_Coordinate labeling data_

........

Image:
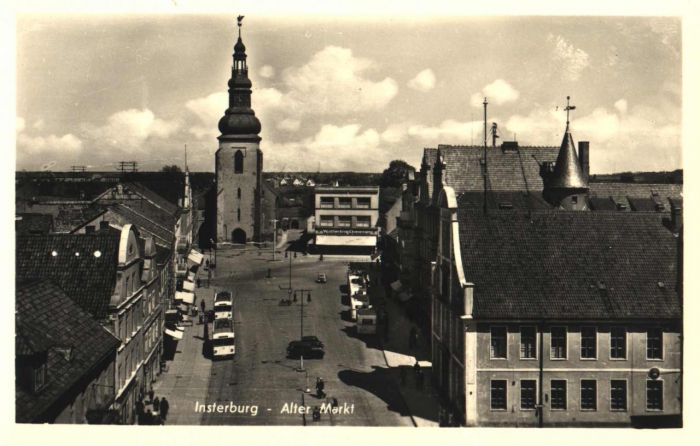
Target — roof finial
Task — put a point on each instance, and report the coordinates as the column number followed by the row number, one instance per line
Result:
column 240, row 23
column 568, row 107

........

Update the listing above by replacing "Target" with "Object" wherever it occurs, keeping every other part the same, and reproduce it without the pictures.

_RESPONSE FOR THIS EXERCISE_
Image:
Object — roof finial
Task — put a point on each instance, and report the coordinates as the column number followed by the row number, one instance per line
Result:
column 240, row 23
column 568, row 107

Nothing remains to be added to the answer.